▶ [TEXTE EXTRAIT]:
····················

29 septembre 2013

Véloce (1) ...

Nous sommes en fin de soirée et je viens réaliser que j'ai complètement oublié de réserver l’hôtel, mais je me dis que ce n'est point grave, je le ferais dans la matinée.
Ce rendez-vous à venir est différent, je traîne un peu les pieds... Moi qui d'ordinaire organise tout jusqu'au moindre petit détail, là, je peine à me mettre dans le bain. Une seule phrase m'a contrarié... "Il me faut être absolument à 16h au bureau". 16h... Cet impératif me contrariait profondément, nous devions nous voir pour 14h. Nous aurions donc deux longues ou petites heures à nous. Il faut croire que j'avais fait mon choix. Ça serait deux petites heures, et comme je suis loin d'être ponctuelle, ça se résumera à quelques minutes. Des minutes que nous avons déjà  su auparavant apprécier, mais là... Je ne m'excite pas de ce rendez-vous à la sauvette. Tout devient difficile, au matin du rendez-vous, je n'ai toujours pas fait de réservation. Lui, tient à ce détail, il aime que je réserve, c'est comme lui montrer combien j'ai envie de lui. Tout est lourd à faire, je peine à choisir une tenue, à choisir ma lingerie. Midi, je réserve finalement. Étonnamment, la standardiste qui d'habitude exige un nom me lance un "Pas de soucis madame, présentez-vous directement à l’accueil". M’a-telle reconnu? Nous avons ce curieux comportement à toujours fréquenter les mêmes lieux. Je me souviens de ce petit hôtel que nous fréquentions régulièrement à nos débuts, si régulièrement que la gérante nous accueillait avec un grand sourire, lorsque je l'avais au téléphone, elle savait exactement qui j'étais. J'étais une de ces putains maîtresses qu'elle semblait apprécier. Hélas, ils ont fermés, il faut croire que nous n'étions pas assez rentable! Tous deux nous gardons une sorte de nostalgie des lieux...

····················

▶ [DONNÉES]:
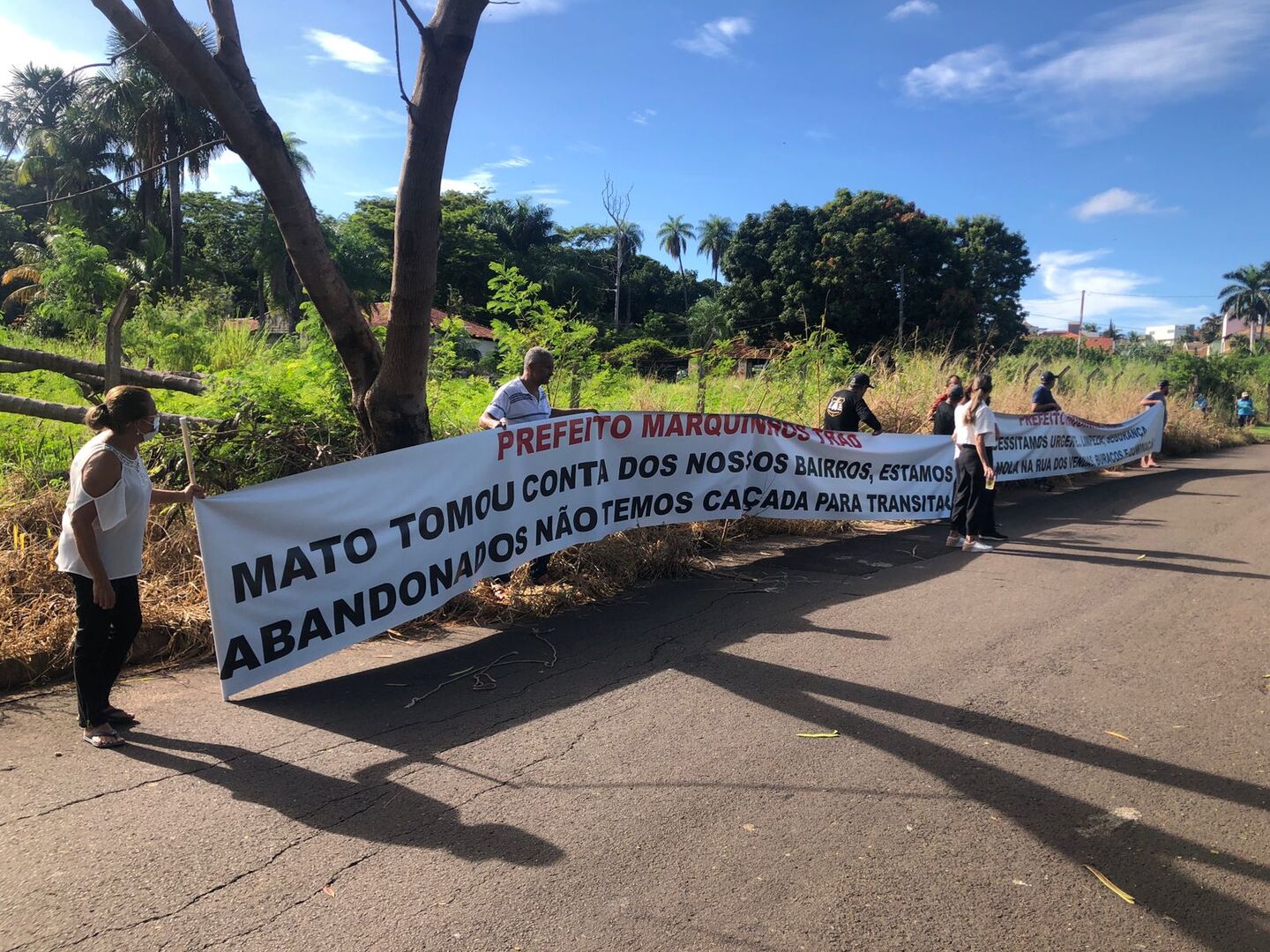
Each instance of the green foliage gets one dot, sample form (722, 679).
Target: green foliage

····················

▶ [ÉNONCÉ]:
Retranscrivez intégralement le texte extrait, à l'identique, sans rien omettre ni modifier.

▶ [RÉPONSE ATTENDUE]:
29 septembre 2013

Véloce (1) ...

Nous sommes en fin de soirée et je viens réaliser que j'ai complètement oublié de réserver l’hôtel, mais je me dis que ce n'est point grave, je le ferais dans la matinée.
Ce rendez-vous à venir est différent, je traîne un peu les pieds... Moi qui d'ordinaire organise tout jusqu'au moindre petit détail, là, je peine à me mettre dans le bain. Une seule phrase m'a contrarié... "Il me faut être absolument à 16h au bureau". 16h... Cet impératif me contrariait profondément, nous devions nous voir pour 14h. Nous aurions donc deux longues ou petites heures à nous. Il faut croire que j'avais fait mon choix. Ça serait deux petites heures, et comme je suis loin d'être ponctuelle, ça se résumera à quelques minutes. Des minutes que nous avons déjà  su auparavant apprécier, mais là... Je ne m'excite pas de ce rendez-vous à la sauvette. Tout devient difficile, au matin du rendez-vous, je n'ai toujours pas fait de réservation. Lui, tient à ce détail, il aime que je réserve, c'est comme lui montrer combien j'ai envie de lui. Tout est lourd à faire, je peine à choisir une tenue, à choisir ma lingerie. Midi, je réserve finalement. Étonnamment, la standardiste qui d'habitude exige un nom me lance un "Pas de soucis madame, présentez-vous directement à l’accueil". M’a-telle reconnu? Nous avons ce curieux comportement à toujours fréquenter les mêmes lieux. Je me souviens de ce petit hôtel que nous fréquentions régulièrement à nos débuts, si régulièrement que la gérante nous accueillait avec un grand sourire, lorsque je l'avais au téléphone, elle savait exactement qui j'étais. J'étais une de ces putains maîtresses qu'elle semblait apprécier. Hélas, ils ont fermés, il faut croire que nous n'étions pas assez rentable! Tous deux nous gardons une sorte de nostalgie des lieux...